» **EXTRACTED ENTRIES**
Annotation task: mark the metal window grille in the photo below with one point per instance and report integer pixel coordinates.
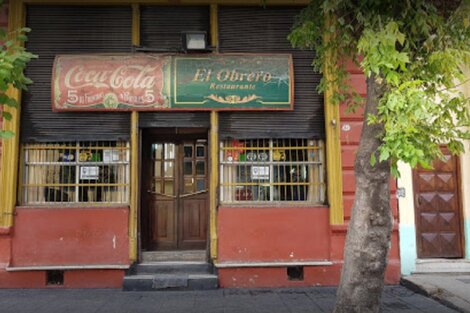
(267, 170)
(75, 172)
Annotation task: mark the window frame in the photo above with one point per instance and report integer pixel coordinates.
(227, 196)
(117, 173)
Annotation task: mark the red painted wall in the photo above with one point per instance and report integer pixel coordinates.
(252, 234)
(273, 234)
(4, 25)
(70, 236)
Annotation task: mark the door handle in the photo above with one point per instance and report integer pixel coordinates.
(160, 194)
(193, 193)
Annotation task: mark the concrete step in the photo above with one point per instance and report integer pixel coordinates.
(430, 266)
(160, 282)
(180, 267)
(169, 256)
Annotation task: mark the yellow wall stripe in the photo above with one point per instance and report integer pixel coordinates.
(134, 196)
(333, 146)
(10, 153)
(214, 148)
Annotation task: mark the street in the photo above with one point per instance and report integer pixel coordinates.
(278, 300)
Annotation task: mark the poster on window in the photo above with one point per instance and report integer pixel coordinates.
(89, 172)
(260, 172)
(164, 82)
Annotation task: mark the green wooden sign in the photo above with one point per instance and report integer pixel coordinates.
(233, 82)
(151, 82)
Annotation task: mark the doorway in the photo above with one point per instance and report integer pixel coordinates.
(438, 209)
(175, 206)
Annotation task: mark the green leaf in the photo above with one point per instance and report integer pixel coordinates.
(373, 160)
(7, 115)
(6, 134)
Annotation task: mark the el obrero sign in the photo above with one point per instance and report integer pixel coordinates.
(149, 82)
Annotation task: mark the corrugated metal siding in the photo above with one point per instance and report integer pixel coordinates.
(255, 29)
(161, 28)
(71, 29)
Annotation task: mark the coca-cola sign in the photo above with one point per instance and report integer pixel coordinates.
(109, 82)
(172, 82)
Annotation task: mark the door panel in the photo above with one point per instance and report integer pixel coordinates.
(437, 208)
(177, 200)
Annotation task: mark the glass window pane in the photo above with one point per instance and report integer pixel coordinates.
(169, 151)
(188, 151)
(158, 186)
(158, 169)
(188, 168)
(169, 190)
(157, 150)
(169, 169)
(200, 151)
(200, 168)
(188, 185)
(201, 184)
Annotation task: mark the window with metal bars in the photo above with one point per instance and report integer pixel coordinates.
(268, 170)
(75, 172)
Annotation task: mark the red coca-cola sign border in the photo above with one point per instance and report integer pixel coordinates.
(109, 82)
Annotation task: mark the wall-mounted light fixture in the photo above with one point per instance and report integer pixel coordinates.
(194, 41)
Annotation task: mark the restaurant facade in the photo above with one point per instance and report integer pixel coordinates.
(138, 141)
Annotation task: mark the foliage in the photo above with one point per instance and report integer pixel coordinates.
(13, 60)
(417, 49)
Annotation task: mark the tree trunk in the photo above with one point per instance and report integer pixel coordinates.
(369, 231)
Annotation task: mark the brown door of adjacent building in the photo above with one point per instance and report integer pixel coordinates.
(176, 202)
(437, 209)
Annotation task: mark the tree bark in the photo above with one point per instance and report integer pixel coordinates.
(370, 227)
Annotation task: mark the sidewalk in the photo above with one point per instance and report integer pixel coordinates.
(284, 300)
(449, 288)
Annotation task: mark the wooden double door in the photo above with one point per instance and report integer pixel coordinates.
(175, 204)
(438, 209)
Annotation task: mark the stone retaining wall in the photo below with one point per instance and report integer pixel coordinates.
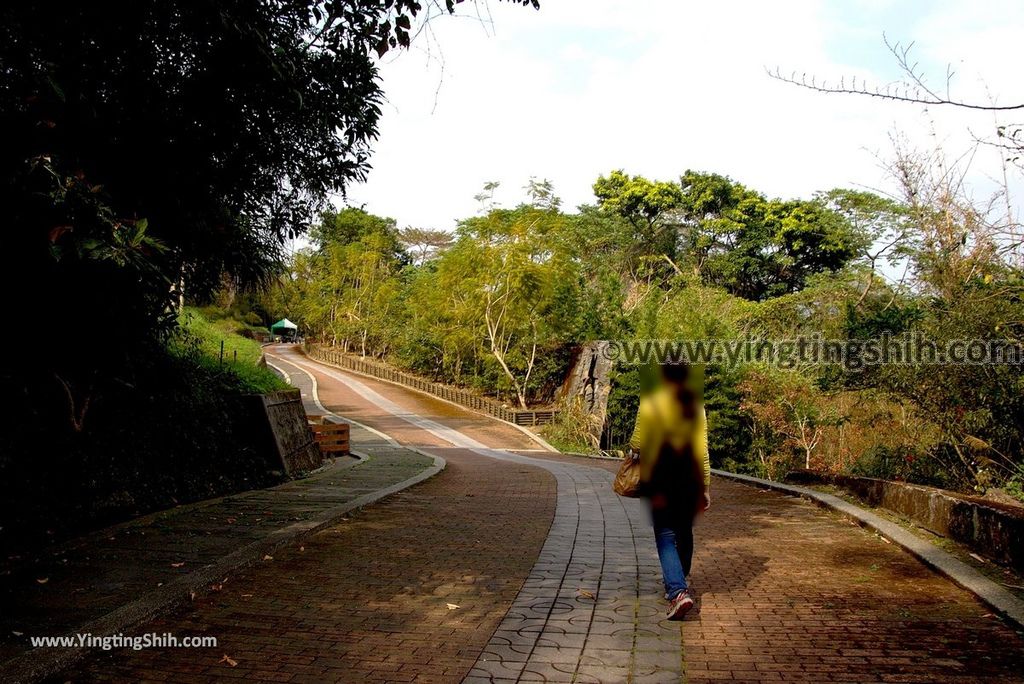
(993, 530)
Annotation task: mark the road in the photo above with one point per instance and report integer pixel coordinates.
(517, 565)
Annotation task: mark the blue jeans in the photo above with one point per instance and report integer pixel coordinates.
(675, 549)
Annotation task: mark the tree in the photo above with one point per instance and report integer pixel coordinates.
(648, 207)
(517, 285)
(882, 221)
(758, 248)
(426, 243)
(542, 194)
(152, 147)
(787, 405)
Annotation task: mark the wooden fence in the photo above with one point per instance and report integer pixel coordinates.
(463, 397)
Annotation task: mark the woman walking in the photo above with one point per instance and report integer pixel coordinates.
(671, 436)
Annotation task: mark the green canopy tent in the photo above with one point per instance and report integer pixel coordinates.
(285, 328)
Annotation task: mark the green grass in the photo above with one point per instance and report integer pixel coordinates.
(241, 354)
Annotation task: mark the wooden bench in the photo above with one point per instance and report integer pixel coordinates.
(332, 437)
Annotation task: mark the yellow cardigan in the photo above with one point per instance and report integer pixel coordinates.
(660, 421)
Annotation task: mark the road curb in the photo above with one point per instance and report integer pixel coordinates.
(40, 663)
(1000, 600)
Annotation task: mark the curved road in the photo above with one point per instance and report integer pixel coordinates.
(519, 565)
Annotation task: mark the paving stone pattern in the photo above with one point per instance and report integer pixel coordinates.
(556, 579)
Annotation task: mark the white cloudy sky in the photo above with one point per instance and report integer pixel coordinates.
(659, 86)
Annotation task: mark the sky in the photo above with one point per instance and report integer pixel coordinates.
(656, 87)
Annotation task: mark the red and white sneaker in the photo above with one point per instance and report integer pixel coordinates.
(679, 606)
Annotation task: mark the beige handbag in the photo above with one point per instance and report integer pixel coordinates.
(628, 478)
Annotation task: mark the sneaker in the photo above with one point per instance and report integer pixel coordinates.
(679, 606)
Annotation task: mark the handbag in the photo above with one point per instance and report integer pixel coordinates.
(628, 478)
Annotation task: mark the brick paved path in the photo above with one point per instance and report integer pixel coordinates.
(788, 592)
(83, 585)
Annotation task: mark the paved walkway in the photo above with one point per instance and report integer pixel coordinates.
(517, 566)
(125, 573)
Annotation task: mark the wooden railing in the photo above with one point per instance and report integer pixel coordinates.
(463, 397)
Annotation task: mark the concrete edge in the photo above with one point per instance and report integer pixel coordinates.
(595, 457)
(996, 597)
(536, 437)
(40, 663)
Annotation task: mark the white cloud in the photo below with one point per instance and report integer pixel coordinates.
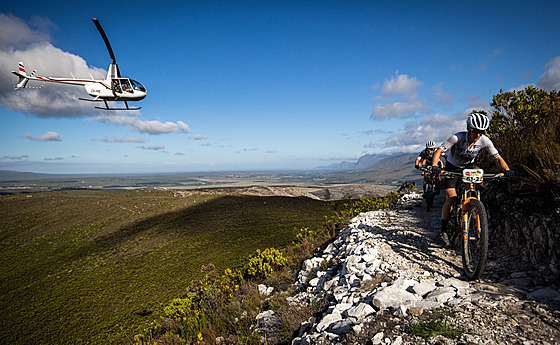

» **REQUIREMENT**
Arrange every line of the listing above as a Markdown table with the columns Row and Line, numbering the rows in order and skipping blank lines. Leave the pictures out of the table.

» **CORRECT RESULT**
| Row | Line |
|---|---|
| 1 | Annotation task: mark the metal window grille in the photo below with one point per instance and report integer pixel coordinates. |
| 2 | (267, 170) |
| 3 | (75, 172) |
| 4 | Annotation task: mark the window frame in the photo above with one point per instance and report integer pixel coordinates. |
| 5 | (227, 196) |
| 6 | (117, 173) |
| 7 | Annotation task: mark the red painted wall in the photo above with one point per instance and report integer pixel coordinates. |
| 8 | (252, 234) |
| 9 | (273, 234) |
| 10 | (4, 25) |
| 11 | (70, 236) |
| 12 | Annotation task: mark the door handle in the photo above with one point per instance and report integer pixel coordinates. |
| 13 | (160, 194) |
| 14 | (193, 193) |
| 15 | Annotation task: mark the concrete step in the photo above with one point per instance and report integer pixel coordinates. |
| 16 | (430, 266) |
| 17 | (160, 282) |
| 18 | (180, 267) |
| 19 | (169, 256) |
| 20 | Annotation task: mark the yellow wall stripe in the photo above with one point per instance and report integer pixel coordinates. |
| 21 | (134, 196) |
| 22 | (333, 146) |
| 23 | (10, 153) |
| 24 | (214, 148) |
| 25 | Annotation task: mark the street in the photo above with one point per instance and report integer pixel coordinates. |
| 26 | (278, 300) |
| 27 | Annotation task: mark the poster on window in the photo above with one point per instance and report integer pixel coordinates. |
| 28 | (89, 172) |
| 29 | (260, 172) |
| 30 | (164, 82) |
| 31 | Annotation task: mark the green wooden sign in the photo above with one point per instance and report integer pixel coordinates. |
| 32 | (233, 82) |
| 33 | (151, 82) |
| 34 | Annotation task: mark the doorway in the photo above with one point per instance and report integer pixel coordinates. |
| 35 | (438, 209) |
| 36 | (175, 206) |
| 37 | Annotation task: mark the green leaf in the photo above with one point per instance and report integer pixel coordinates. |
| 38 | (373, 160) |
| 39 | (7, 115) |
| 40 | (6, 134) |
| 41 | Annotation task: mark the el obrero sign in the photo above with one point per instance and report integer pixel coordinates. |
| 42 | (149, 82) |
| 43 | Annotation task: mark the corrugated metal siding in the photo above with one point per instance and report integer pixel coordinates. |
| 44 | (255, 29) |
| 45 | (161, 28) |
| 46 | (71, 29) |
| 47 | Annotation task: mark the coca-cola sign in the photo above with one point per instance and report integer pixel coordinates. |
| 48 | (109, 82) |
| 49 | (172, 82) |
| 50 | Annotation task: mark the door panel in the photo above with one point per instance and report integer pixel coordinates. |
| 51 | (437, 208) |
| 52 | (177, 200) |
| 53 | Annotation task: mark the glass window pane in the photo above with one point per instance and report integer pixel coordinates. |
| 54 | (169, 151) |
| 55 | (188, 151) |
| 56 | (158, 186) |
| 57 | (158, 169) |
| 58 | (188, 168) |
| 59 | (169, 190) |
| 60 | (157, 150) |
| 61 | (169, 169) |
| 62 | (200, 151) |
| 63 | (200, 168) |
| 64 | (188, 185) |
| 65 | (201, 184) |
| 66 | Annotation task: mark the window with metal bars in the photo above with one point per instance and report integer pixel coordinates. |
| 67 | (268, 170) |
| 68 | (75, 172) |
| 69 | Annotation task: mark the red coca-cola sign border in the photo above with one point per instance and report integer pixel coordinates. |
| 70 | (109, 82) |
| 71 | Annotation task: mark the wall-mounted light fixture in the photo above with one point per instance and report integer pixel coordinates. |
| 72 | (194, 41) |
| 73 | Annotation task: mark the restaurant facade in the photo above with one point per instance and report integer pixel coordinates. |
| 74 | (138, 141) |
| 75 | Annotation task: mark the foliage in the photo above with one point per instance and report integer pixel coordinates. |
| 76 | (13, 60) |
| 77 | (417, 49) |
| 78 | Annotation task: mark the tree trunk in the photo above with one point per instance and report integer pixel coordinates. |
| 79 | (369, 231) |
| 80 | Annotation task: mark the brown door of adjacent building in the photo above with one point per instance and report integer pixel coordinates. |
| 81 | (176, 202) |
| 82 | (437, 209) |
| 83 | Annotation task: mark the tree bark in the photo above with one point per instance and report integer pixel coordinates. |
| 84 | (370, 227) |
| 85 | Annotation task: mark the sidewalk in the photo above with one point per instance and report integer pixel coordinates. |
| 86 | (284, 300) |
| 87 | (449, 288) |
| 88 | Annotation task: mark the wooden double door in the photo above with one point per instance and report integer pixel coordinates. |
| 89 | (175, 204) |
| 90 | (438, 209) |
| 91 | Annotation task: mark the stone retaining wall in the photo below with one point per instance and report integer pixel coordinates. |
| 92 | (993, 530) |
| 93 | Annotation task: mark the road in the photo above with one point per instance and report integer pixel coordinates. |
| 94 | (517, 565) |
| 95 | Annotation task: mark the blue jeans in the photo above with one point per instance and report integer pixel coordinates. |
| 96 | (675, 549) |
| 97 | Annotation task: mark the tree in the photo above with one point per instance and report integer pixel coordinates. |
| 98 | (648, 207) |
| 99 | (517, 285) |
| 100 | (882, 221) |
| 101 | (758, 248) |
| 102 | (426, 243) |
| 103 | (542, 194) |
| 104 | (152, 147) |
| 105 | (787, 405) |
| 106 | Annotation task: mark the wooden fence in the photo above with one point per instance and report integer pixel coordinates. |
| 107 | (463, 397) |
| 108 | Annotation task: mark the woman walking in the photo above with one point per instance and report integer pixel coordinates. |
| 109 | (671, 436) |
| 110 | Annotation task: mark the green canopy tent in the photo above with one point per instance and report integer pixel coordinates. |
| 111 | (285, 328) |
| 112 | Annotation task: mark the green grass in the photo above with one point per instance and report integer pixel coordinates. |
| 113 | (241, 354) |
| 114 | Annotation task: mark the wooden bench in the photo above with one point per instance and report integer pixel coordinates. |
| 115 | (332, 437) |
| 116 | Annotation task: mark the yellow cardigan in the photo above with one point per instance and report integer pixel coordinates. |
| 117 | (660, 421) |
| 118 | Annotation task: mark the road curb in the photo above with one point per instance and report integer pixel coordinates. |
| 119 | (40, 663) |
| 120 | (1000, 600) |
| 121 | Annotation task: mark the curved road in the photo above with one point per instance and report integer pixel coordinates. |
| 122 | (519, 565) |
| 123 | Annotation task: mark the paving stone pattern in the photo above with one point per instance and report integer pixel coordinates. |
| 124 | (556, 579) |
| 125 | Annotation task: mark the white cloudy sky in the photo above with one point per instance and report integer pixel coordinates. |
| 126 | (659, 86) |
| 127 | Annotation task: mark the sky in the photo above with one point per instance and report integer pixel coordinates. |
| 128 | (656, 87) |
| 129 | Annotation task: mark the red and white sneaker in the photo above with one point per instance and report integer pixel coordinates. |
| 130 | (679, 606) |
| 131 | Annotation task: mark the beige handbag in the photo above with one point per instance and report integer pixel coordinates. |
| 132 | (628, 478) |
| 133 | Annotation task: mark the sneaker in the photo above with one point per instance and report integer pixel coordinates. |
| 134 | (679, 606) |
| 135 | Annotation task: mark the handbag in the photo above with one point per instance and report integer pixel coordinates. |
| 136 | (628, 478) |
| 137 | Annotation task: mark the brick paved path in the photo above with one point per instance and report integer pixel coordinates. |
| 138 | (788, 592) |
| 139 | (83, 585) |
| 140 | Annotation task: mark the paved walkway in the photo above with one point per instance and report integer pixel coordinates. |
| 141 | (517, 566) |
| 142 | (125, 573) |
| 143 | Annotation task: mark the wooden railing in the photo above with one point per instance and report integer pixel coordinates. |
| 144 | (463, 397) |
| 145 | Annotation task: mark the concrete edge in the photo above with one point per instance and report integer pixel coordinates. |
| 146 | (595, 457) |
| 147 | (996, 597) |
| 148 | (536, 437) |
| 149 | (40, 663) |
| 150 | Annotation task: mark the white cloud in the photo below with one point per instance and report integer pixel coordinates. |